And you are quite correct.  In fact, Luc Maranget was able to make this
happen on real x86 hardware using real Linux-kernel locking primitives.

So what next?

One option would be to weaken the definition of spin_unlock_wait() so
that it had acquire semantics but not release semantics.  Alternatively,
we could keep the full empty-critical-section semantics and add memory
barriers to spin_unlock_wait() implementations, perhaps as shown in the
patch below.  I could go either way, though I do have some preference
for the stronger semantics.

Thoughts?

							Thanx, Paul

------------------------------------------------------------------------

commit a023454468fefc41c5d3c1054106ca77aa1b962d
Author: Paul E. McKenney <paulmck@linux.vnet.ibm.com>
Date:   Fri Jun 23 13:20:27 2017 -0700

    locking: Add leading smp_mb() for spin_unlock_wait()

* Data extract
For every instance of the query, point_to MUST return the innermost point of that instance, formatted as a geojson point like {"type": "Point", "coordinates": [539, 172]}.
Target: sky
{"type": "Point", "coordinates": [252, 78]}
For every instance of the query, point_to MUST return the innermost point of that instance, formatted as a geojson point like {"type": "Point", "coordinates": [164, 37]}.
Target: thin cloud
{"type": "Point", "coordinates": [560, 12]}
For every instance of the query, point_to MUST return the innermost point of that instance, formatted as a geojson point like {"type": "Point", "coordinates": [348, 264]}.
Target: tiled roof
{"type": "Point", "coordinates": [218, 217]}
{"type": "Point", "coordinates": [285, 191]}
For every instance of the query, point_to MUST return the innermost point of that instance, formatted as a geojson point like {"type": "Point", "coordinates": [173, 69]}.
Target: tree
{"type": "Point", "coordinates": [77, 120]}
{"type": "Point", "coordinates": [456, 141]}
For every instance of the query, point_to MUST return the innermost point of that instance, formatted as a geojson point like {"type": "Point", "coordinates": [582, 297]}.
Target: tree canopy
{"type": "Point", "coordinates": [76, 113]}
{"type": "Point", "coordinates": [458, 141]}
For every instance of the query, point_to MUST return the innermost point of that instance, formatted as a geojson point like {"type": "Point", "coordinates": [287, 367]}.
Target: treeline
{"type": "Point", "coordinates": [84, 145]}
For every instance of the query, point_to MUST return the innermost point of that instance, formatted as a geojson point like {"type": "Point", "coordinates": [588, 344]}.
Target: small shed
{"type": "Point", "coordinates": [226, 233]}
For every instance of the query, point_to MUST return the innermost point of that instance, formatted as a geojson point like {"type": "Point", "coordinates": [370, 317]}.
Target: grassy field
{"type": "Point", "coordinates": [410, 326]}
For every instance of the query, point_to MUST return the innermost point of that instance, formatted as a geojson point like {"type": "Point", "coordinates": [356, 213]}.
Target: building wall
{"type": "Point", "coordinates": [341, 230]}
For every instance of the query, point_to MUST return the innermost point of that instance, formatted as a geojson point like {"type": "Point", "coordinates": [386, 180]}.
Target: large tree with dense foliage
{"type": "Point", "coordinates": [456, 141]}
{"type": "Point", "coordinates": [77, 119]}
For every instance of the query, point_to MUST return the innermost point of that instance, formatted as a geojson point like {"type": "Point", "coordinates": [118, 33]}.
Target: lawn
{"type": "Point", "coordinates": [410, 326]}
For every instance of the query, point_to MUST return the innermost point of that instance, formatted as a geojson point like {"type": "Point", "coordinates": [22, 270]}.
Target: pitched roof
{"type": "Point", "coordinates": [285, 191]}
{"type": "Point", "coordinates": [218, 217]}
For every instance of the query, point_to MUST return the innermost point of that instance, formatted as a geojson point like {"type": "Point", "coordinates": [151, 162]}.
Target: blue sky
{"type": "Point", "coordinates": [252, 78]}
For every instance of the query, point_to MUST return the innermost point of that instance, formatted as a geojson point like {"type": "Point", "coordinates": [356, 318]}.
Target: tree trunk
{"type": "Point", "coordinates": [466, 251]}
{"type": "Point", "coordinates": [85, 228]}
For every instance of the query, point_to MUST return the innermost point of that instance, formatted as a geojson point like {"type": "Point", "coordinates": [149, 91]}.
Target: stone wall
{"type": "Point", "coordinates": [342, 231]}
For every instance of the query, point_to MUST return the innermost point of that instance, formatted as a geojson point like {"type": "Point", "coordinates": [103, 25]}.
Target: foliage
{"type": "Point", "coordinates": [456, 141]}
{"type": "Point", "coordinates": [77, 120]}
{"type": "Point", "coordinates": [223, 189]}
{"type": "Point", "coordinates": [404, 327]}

* List of tasks
**A)** Answer these from the spin_unlock_wait() post, one line each:
(i) Who got this to happen on real x86 hardware?
(ii) Which semantics does the writer lean toward?
(iii) What title does the commit at the end carry?
**B)** Put this sentence from the spin_unlock_wait() post into Spanish: "I could go either way, though I do have some preference for the stronger semantics."
**C)** Reproduce the spin_unlock_wait() post word for word. Begin at the words that have "One option would" and stop after "the stronger semantics.".

* Complete answers
**A)**
(i) Luc Maranget
(ii) The stronger semantics
(iii) locking: Add leading smp_mb() for spin_unlock_wait()

**B)** Podría inclinarme por cualquiera de las dos opciones, aunque sí tengo cierta preferencia por la semántica más fuerte.

**C)**
One option would be to weaken the definition of spin_unlock_wait() so
that it had acquire semantics but not release semantics.  Alternatively,
we could keep the full empty-critical-section semantics and add memory
barriers to spin_unlock_wait() implementations, perhaps as shown in the
patch below.  I could go either way, though I do have some preference
for the stronger semantics.